### RECORDS PROVIDED

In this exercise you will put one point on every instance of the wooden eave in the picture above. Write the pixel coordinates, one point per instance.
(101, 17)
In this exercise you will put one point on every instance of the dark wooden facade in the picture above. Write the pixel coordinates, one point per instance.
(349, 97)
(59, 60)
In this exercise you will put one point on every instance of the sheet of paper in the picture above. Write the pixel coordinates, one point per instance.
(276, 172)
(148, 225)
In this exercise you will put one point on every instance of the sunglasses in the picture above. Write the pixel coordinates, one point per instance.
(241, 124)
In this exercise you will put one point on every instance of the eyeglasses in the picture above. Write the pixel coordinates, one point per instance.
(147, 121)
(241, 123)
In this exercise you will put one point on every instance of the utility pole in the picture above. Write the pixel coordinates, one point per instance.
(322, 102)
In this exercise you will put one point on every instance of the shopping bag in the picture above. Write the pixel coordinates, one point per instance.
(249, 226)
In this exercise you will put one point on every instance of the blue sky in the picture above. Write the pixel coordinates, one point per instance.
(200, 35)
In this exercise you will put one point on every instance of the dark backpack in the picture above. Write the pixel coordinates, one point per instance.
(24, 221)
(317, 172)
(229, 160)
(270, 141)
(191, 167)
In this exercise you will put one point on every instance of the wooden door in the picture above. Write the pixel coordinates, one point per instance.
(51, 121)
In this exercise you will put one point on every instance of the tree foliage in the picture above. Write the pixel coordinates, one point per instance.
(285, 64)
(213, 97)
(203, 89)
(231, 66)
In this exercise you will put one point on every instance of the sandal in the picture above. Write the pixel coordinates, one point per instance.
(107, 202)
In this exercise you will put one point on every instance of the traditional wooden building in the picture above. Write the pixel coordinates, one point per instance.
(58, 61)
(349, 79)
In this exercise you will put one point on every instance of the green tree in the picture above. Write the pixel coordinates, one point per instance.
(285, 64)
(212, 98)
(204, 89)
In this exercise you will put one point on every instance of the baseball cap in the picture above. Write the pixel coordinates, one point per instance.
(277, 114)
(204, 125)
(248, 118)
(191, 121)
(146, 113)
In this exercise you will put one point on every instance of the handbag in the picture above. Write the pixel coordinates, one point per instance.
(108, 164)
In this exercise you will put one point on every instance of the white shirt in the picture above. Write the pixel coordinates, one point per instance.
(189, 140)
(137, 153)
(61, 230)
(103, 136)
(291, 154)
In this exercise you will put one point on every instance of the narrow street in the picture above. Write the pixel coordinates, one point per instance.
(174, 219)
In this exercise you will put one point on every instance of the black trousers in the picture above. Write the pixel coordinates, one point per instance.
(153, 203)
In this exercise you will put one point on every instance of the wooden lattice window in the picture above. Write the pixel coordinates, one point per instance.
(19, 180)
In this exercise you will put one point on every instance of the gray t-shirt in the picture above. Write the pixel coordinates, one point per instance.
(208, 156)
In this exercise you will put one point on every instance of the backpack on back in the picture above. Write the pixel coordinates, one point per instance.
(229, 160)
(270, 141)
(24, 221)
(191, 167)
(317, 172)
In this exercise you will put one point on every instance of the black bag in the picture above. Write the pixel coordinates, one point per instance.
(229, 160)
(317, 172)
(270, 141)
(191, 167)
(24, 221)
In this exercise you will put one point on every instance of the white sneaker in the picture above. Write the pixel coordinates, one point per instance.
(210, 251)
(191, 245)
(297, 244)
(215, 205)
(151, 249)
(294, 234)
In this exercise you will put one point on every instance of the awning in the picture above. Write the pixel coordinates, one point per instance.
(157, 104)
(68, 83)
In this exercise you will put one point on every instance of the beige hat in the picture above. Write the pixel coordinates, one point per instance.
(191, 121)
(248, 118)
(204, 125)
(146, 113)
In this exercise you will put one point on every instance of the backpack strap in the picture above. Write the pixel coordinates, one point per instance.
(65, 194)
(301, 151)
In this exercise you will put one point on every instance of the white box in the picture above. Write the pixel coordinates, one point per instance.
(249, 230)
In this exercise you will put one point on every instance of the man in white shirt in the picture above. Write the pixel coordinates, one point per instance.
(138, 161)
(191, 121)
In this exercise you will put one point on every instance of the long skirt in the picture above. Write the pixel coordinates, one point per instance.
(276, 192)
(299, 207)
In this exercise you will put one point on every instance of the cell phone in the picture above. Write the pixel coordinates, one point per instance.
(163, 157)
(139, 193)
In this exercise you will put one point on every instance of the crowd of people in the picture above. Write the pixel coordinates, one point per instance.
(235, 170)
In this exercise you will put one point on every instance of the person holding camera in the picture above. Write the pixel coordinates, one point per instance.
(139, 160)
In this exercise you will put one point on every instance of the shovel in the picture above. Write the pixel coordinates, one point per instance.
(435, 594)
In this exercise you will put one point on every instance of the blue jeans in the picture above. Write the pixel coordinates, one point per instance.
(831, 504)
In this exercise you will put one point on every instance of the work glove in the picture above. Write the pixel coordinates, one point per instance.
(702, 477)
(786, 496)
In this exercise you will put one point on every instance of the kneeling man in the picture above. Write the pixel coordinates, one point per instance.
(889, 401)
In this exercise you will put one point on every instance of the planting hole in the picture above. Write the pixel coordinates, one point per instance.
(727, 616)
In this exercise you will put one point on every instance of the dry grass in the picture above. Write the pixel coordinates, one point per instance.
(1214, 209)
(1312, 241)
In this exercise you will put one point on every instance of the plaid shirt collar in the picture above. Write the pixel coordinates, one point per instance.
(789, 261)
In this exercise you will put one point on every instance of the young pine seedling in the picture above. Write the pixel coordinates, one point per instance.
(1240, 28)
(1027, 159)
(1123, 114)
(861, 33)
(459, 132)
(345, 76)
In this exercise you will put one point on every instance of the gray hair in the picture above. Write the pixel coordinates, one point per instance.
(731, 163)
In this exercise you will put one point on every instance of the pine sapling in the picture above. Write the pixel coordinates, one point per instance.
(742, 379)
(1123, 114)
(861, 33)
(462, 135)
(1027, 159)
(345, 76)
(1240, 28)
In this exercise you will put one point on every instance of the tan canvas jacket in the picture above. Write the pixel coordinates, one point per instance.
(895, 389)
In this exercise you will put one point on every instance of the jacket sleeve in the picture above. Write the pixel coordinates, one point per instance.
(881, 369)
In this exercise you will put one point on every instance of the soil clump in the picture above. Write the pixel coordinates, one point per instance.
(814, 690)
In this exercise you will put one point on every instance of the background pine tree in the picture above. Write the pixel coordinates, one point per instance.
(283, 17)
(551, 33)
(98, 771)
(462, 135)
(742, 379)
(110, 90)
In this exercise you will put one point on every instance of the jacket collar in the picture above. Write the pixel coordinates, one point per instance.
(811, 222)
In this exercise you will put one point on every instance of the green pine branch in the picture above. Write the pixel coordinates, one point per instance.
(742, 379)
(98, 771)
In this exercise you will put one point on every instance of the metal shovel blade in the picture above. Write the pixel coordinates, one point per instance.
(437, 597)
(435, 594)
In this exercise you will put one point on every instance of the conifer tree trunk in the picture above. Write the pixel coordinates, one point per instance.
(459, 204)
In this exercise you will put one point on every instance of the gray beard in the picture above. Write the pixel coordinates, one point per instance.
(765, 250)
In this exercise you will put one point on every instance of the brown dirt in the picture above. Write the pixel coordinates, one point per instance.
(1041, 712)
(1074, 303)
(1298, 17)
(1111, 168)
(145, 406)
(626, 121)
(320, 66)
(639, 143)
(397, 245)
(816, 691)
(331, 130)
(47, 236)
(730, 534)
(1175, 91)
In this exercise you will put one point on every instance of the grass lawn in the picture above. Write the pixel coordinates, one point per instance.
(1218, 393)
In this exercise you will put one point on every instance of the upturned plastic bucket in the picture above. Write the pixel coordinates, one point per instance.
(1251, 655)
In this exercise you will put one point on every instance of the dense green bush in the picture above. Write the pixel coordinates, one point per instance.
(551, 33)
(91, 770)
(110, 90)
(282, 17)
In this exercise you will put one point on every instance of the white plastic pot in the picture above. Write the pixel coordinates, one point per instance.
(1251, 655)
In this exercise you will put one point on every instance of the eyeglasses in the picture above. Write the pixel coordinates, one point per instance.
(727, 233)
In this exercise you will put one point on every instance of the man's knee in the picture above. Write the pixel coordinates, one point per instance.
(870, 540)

######

_TASK REQUIREMENTS_
Return precisely the lines of the records, starting with the line that holds "of the upturned" and ending with the last one.

_EXERCISE RESULT_
In this exercise you will put one point on every instance of the upturned plastic bucket in the picture above. Write the pixel coordinates, one point per instance.
(1251, 655)
In this exercise you will put one point on every instance of the dense green bush in the picture above. Write the pixel coordinates, one point per instance.
(551, 33)
(91, 770)
(110, 90)
(282, 17)
In this exercise you will put one point on every instance of the white plastic pot in the picture above. Write the pixel coordinates, one point per instance.
(1251, 655)
In this exercise you will put one point on every instance of the eyeglasses in the picture above. Write the pixel coordinates, one point per instance.
(727, 233)
In this exercise you will put one point on every instance of the man's knee in the picture above. Write the pixel coordinates, one point per instance.
(870, 540)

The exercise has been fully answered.